What this task involves: Extend the Sak Hassan biography below, starting right after its final sentence.

Extract provided:
Sak Hassan Sak Xasan

Personal information
- Full name: Sakariya Abdi Hassan
- Date of birth: 21 March 2001 (age 25)
- Place of birth: Netherlands
- Position: Midfielder

Team information
- Current team: Dover Athletic

Youth career
- Leyton Orient
- Queens Park Rangers
- Tottenham Hotspur
- 2018–2019: Saffron Walden Town

Senior career*
- Years: Team / Apps / (Gls)
- 2019: Springfield / 6 / (1)
- 2019–2021: Hornchurch / 2 / (0)
- 2020: → Tower Hamlets (loan) / 4 / (0)
- 2021: → Redbridge (loan) / 3 / (0)
- 2021: Barking / 4 / (1)
- 2021–2023: AFC Sudbury / 60 / (18)
- 2023–2025: Hashtag United / 90 / (22)
- 2025–2026: Wealdstone / 24 / (1)
- 2026: Hampton & Richmond Borough / 8 / (0)
- 2026–: Dover Athletic / 1 / (0)

International career^{‡}
- 2022–: Somalia / 15 / (2)

= Sak Hassan =

Somali footballer (born 2001)

Sakariya Abdi Hassan (Sakariya Cabdi Xasan; born 21 March 2001) is a footballer who last plays as a midfielder for National League South club Dover Athletic. Born in the Netherlands, he represents Somalia at international level.

==Club career==
Born in the Netherlands, Hassan moved to England at the age of 8. He played youth football for Leyton Orient, Queens Park Rangers, Tottenham Hotspur and Saffron Walden Town.

Hassan began his career with Chelmsford-based club Springfield in 2019, making six Essex Olympian League appearances for the club, scoring once. Later that year, Hassan signed for Hornchurch. He was an unused substitute in Hornchurch's victory over Hereford in the 2021 FA Trophy Final. During the 2020–21 season, Hassan was loaned to Tower Hamlets, making four appearances. In September 2021, Hassan joined Redbridge on loan for a month, before signing for Barking in October 2021.

Provided records:
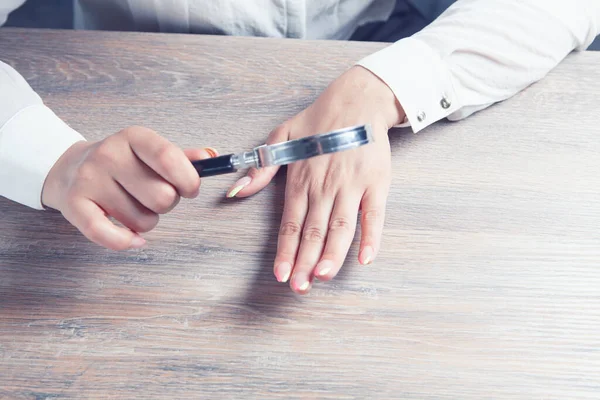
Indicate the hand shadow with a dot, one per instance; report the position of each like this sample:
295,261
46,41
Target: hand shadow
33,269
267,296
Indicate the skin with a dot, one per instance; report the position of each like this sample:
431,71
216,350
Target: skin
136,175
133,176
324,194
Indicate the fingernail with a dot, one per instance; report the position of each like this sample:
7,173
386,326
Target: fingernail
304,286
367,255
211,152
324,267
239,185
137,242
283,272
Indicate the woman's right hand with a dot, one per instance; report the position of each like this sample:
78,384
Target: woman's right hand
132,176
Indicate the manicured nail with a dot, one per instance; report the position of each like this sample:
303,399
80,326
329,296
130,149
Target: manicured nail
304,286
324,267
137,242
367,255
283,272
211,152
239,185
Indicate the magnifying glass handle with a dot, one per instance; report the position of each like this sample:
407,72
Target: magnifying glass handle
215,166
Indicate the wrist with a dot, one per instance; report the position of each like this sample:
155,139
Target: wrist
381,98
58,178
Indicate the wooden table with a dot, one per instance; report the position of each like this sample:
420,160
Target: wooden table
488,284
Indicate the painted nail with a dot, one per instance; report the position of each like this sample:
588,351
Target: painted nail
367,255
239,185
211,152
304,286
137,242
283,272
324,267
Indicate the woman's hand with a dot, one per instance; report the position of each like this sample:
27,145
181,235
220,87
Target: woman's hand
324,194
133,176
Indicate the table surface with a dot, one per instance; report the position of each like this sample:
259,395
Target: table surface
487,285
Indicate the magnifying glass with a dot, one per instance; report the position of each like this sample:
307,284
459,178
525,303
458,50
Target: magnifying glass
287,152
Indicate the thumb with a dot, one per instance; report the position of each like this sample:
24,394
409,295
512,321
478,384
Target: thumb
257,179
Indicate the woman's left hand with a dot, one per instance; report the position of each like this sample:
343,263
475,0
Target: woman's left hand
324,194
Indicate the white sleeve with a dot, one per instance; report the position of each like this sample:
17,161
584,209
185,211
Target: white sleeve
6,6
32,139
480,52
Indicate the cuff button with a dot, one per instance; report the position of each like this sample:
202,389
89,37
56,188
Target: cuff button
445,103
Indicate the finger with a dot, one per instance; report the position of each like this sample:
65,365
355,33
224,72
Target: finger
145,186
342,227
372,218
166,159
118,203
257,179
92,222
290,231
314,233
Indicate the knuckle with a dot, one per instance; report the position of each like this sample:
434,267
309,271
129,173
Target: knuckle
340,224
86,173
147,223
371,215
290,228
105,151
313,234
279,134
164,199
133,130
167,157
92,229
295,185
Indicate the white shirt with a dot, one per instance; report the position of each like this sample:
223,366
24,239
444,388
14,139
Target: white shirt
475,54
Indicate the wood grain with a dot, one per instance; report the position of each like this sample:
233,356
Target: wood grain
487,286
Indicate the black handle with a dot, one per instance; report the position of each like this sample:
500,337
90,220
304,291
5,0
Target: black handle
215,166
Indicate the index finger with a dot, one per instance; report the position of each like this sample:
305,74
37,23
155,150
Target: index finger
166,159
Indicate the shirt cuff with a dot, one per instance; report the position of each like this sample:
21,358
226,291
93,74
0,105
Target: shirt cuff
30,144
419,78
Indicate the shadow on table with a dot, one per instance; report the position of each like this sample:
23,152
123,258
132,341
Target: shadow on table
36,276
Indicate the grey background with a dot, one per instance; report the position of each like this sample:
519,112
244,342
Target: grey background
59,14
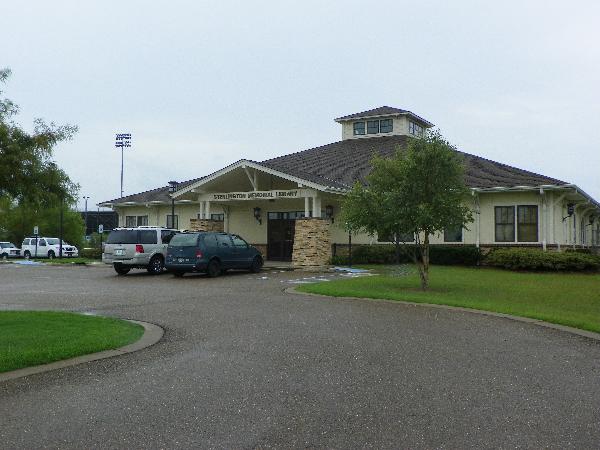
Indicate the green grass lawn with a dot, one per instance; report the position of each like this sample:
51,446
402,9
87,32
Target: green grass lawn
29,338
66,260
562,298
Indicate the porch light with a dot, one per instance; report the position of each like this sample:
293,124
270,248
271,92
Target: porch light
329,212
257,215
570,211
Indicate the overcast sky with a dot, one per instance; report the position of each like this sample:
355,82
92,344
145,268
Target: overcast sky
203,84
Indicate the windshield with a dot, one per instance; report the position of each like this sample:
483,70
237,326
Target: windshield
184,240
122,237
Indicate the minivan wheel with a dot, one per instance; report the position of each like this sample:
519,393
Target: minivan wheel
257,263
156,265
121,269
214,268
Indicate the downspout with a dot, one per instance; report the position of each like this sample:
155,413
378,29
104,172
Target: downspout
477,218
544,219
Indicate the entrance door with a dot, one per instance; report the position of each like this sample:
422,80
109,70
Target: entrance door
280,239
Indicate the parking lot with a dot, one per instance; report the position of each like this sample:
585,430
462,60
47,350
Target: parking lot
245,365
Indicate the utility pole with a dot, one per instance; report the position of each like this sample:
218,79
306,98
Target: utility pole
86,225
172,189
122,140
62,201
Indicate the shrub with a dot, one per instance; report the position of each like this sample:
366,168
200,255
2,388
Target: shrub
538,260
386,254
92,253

--

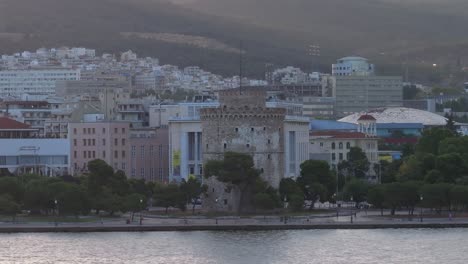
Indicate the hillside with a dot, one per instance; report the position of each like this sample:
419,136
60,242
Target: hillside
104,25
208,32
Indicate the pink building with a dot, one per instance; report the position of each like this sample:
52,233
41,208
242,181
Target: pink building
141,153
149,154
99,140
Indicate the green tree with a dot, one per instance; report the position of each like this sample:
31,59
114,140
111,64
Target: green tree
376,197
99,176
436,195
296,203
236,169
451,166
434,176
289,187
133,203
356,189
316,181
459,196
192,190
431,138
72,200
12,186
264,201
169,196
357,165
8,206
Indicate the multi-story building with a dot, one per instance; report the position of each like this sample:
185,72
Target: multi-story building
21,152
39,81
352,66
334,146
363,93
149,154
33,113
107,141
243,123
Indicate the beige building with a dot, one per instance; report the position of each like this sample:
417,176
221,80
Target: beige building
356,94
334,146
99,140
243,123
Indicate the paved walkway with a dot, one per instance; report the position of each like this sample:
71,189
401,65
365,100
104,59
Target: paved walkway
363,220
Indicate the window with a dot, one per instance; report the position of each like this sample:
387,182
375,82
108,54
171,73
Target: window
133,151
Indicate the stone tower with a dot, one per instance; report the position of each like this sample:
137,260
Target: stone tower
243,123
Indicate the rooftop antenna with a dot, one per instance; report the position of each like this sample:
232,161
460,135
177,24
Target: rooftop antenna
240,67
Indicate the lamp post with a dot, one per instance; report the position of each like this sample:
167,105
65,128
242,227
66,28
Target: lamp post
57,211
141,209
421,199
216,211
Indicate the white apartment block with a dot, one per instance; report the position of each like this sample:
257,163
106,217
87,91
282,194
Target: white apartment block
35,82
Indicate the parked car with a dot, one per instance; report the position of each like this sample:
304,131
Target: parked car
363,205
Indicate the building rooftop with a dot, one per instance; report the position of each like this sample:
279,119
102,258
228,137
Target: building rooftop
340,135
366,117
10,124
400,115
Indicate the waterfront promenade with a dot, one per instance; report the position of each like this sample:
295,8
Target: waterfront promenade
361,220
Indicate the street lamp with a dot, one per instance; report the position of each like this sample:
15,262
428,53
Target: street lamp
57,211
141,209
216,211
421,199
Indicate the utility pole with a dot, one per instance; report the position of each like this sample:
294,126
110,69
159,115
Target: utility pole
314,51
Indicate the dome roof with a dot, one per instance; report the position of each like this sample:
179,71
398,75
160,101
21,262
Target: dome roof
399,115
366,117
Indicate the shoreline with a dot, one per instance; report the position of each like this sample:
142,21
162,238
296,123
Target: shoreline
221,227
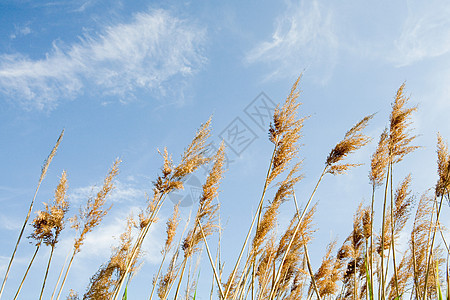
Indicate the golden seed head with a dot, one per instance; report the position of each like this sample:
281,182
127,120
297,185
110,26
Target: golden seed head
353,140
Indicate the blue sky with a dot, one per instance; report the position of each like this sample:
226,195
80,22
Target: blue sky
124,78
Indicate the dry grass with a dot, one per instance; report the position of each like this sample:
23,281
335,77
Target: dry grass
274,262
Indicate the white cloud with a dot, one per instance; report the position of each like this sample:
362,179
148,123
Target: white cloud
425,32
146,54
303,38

...

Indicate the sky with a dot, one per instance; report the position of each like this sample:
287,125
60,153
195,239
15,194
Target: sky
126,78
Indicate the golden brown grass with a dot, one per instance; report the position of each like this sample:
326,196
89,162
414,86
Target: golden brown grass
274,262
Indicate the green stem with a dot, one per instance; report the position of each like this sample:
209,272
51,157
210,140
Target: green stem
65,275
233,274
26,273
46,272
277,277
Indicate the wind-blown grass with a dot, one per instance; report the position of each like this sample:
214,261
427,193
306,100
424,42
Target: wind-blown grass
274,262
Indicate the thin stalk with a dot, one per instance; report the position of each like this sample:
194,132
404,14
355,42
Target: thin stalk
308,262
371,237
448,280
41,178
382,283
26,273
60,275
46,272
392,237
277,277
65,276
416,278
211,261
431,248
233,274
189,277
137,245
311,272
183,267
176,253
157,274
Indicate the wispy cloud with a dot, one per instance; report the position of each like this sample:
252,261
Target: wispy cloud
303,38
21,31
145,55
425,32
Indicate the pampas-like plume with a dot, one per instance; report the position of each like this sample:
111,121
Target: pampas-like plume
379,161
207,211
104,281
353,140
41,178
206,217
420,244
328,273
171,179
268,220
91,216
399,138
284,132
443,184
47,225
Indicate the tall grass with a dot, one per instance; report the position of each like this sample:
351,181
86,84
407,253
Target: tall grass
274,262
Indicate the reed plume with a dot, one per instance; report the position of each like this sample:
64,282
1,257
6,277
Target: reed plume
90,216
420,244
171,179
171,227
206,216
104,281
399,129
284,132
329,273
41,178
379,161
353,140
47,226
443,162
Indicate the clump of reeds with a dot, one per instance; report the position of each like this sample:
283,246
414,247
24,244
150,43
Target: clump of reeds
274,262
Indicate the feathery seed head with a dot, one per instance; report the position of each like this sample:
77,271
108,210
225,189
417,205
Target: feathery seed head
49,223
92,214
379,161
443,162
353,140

Result for this exercise:
In December 2021, Hassan joined AFC Sudbury. On 28 June 2023, he joined seventh tier Isthmian League side Hashtag United. At the end of the 2024–25 season, after 90 league appearances and 22 goals for the club, it was announced that Hassan would leave the club.

On 16 June 2025, Hassan signed for National League side Wealdstone. On 25 October 2025, Hassan scored his first league goal for Wealdstone, as well as recording three assists, in Wealdstone's 4–2 win against Sutton United. In March 2026, Wealdstone announced that Hassan would not feature for the rest of the season, after taking part in the indoor six-a-side tournament Baller League for Prime FC, in breach of his contract.

In July 2026, Hassan signed for National League South side Hampton & Richmond Borough. On 9 September 2026, Hassan announced he had left Hampton & Richmond.

On 12 September 2026, Hassan joined Dover Athletic.

==International career==
On 23 March 2022, Hassan made his debut for Somalia in a 3–0 loss against Eswatini in the qualification for the 2023 Africa Cup of Nations. Four days later, on 27 March 2022, Hassan scored his first goal for Somalia in a 2–1 loss against Eswatini at the Mbombela Stadium.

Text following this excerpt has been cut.